[A run of records]

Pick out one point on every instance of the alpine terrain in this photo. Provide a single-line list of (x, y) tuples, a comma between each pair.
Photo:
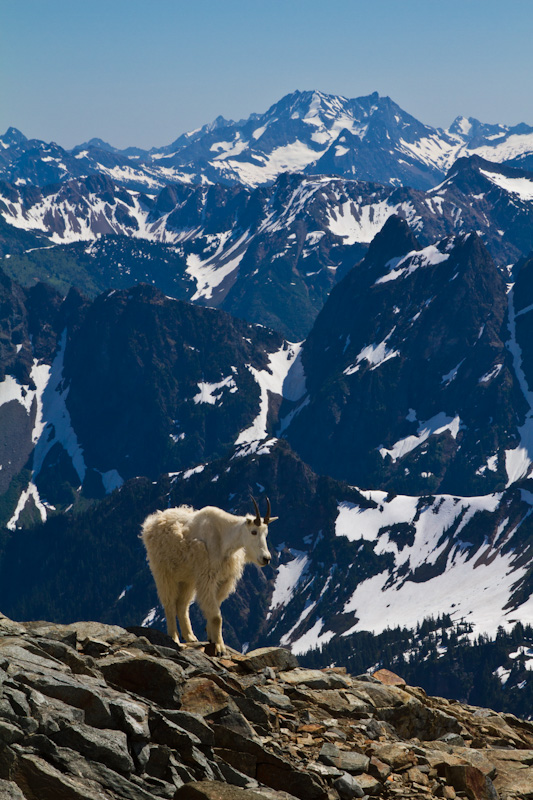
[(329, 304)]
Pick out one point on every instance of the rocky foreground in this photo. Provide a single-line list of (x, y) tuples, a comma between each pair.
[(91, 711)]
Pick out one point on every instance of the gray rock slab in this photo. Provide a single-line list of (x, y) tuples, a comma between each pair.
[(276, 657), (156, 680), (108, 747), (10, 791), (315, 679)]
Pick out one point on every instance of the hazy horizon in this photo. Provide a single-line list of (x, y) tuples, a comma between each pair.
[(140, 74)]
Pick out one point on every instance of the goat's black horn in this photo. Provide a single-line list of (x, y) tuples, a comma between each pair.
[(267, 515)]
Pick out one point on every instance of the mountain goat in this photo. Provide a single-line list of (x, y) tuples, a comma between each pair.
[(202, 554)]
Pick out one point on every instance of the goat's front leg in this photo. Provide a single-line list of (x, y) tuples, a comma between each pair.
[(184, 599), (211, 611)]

* * *

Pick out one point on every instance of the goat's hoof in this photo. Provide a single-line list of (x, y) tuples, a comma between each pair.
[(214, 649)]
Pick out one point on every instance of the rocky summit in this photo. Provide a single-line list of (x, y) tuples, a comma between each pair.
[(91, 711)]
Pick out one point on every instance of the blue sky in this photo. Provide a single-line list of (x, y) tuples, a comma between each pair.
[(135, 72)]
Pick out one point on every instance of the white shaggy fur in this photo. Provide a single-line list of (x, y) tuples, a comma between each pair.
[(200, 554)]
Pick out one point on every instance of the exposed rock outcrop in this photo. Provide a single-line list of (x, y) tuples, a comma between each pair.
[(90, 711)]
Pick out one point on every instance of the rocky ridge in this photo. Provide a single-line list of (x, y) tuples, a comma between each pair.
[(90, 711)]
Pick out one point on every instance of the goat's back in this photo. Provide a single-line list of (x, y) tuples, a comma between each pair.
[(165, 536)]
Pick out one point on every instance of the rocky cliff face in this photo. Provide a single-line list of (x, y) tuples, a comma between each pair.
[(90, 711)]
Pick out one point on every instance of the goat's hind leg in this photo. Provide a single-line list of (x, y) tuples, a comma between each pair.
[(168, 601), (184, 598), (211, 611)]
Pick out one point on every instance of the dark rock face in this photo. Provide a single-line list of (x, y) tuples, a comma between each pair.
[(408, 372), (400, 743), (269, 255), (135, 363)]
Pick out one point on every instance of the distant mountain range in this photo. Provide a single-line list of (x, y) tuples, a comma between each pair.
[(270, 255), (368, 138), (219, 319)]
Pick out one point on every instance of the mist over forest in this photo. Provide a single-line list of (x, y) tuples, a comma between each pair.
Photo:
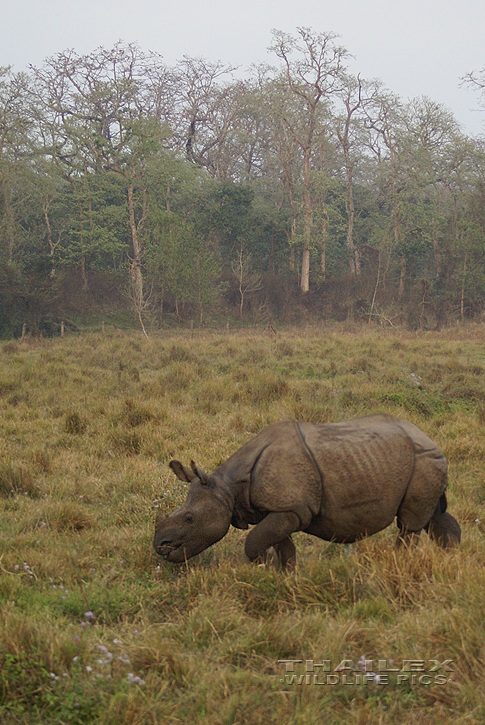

> _OBJECTIVE_:
Update the records above, starting at the line that has "Pick out one point on every instance of the alpine" and stopping after the line that has "[(329, 304)]". Replace "alpine terrain" with "mountain landscape", keep everything else the same, and leave the pictures out of your answer.

> _RESULT FOR THIS TASK_:
Pick out one point on every instance of the mountain landscape in this photo. Provide a single-line list of (x, y) tuples, a comma between each pair.
Photo:
[(329, 304)]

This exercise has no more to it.